## Article
Here's a quickly thrown-together version of "Fun with logical expressions", written in Haskell:

{-# LANGUAGE LambdaCase #-}

module Main (main) where
import Control.Applicative (Applicative (..), (<$>))
import Control.Arrow       (first)
import Data.Ix             (inRange)
import Control.Monad       (guard, mplus, msum)
import Data.Maybe          (fromMaybe, isJust, listToMaybe)

data RawExpr
    = VarR Char
    | N RawExpr
    | D RawExpr RawExpr
    | C RawExpr RawExpr
    | I RawExpr RawExpr
    | E RawExpr RawExpr
    deriving (Eq, Ord, Read, Show)

newtype Parser a = Parser{ unParser :: String -> (a, String) }

instance Functor Parser where
    fmap f (Parser p) = Parser (first f . p)

instance Applicative Parser where
    pure x = Parser (\s -> (x, s))
    Parser f <*> Parser x = Parser (\s ->
        let (f', s')  = f s
            (x', s'') = x s'
        in (f' x', s''))

instance Monad Parser where
    return = pure
    Parser x >>= f = Parser (\s ->
        let (x', s') = x s
        in unParser (f x') s')

anyChar :: Parser Char
anyChar = Parser (\(c : cs) -> (c, cs))

## What is asked
Which language extension does the Haskell post enable at the top of its code?

## Dataset section
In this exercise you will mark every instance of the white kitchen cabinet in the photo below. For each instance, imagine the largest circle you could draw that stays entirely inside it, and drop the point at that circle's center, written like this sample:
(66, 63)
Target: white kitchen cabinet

## The solution
LambdaCase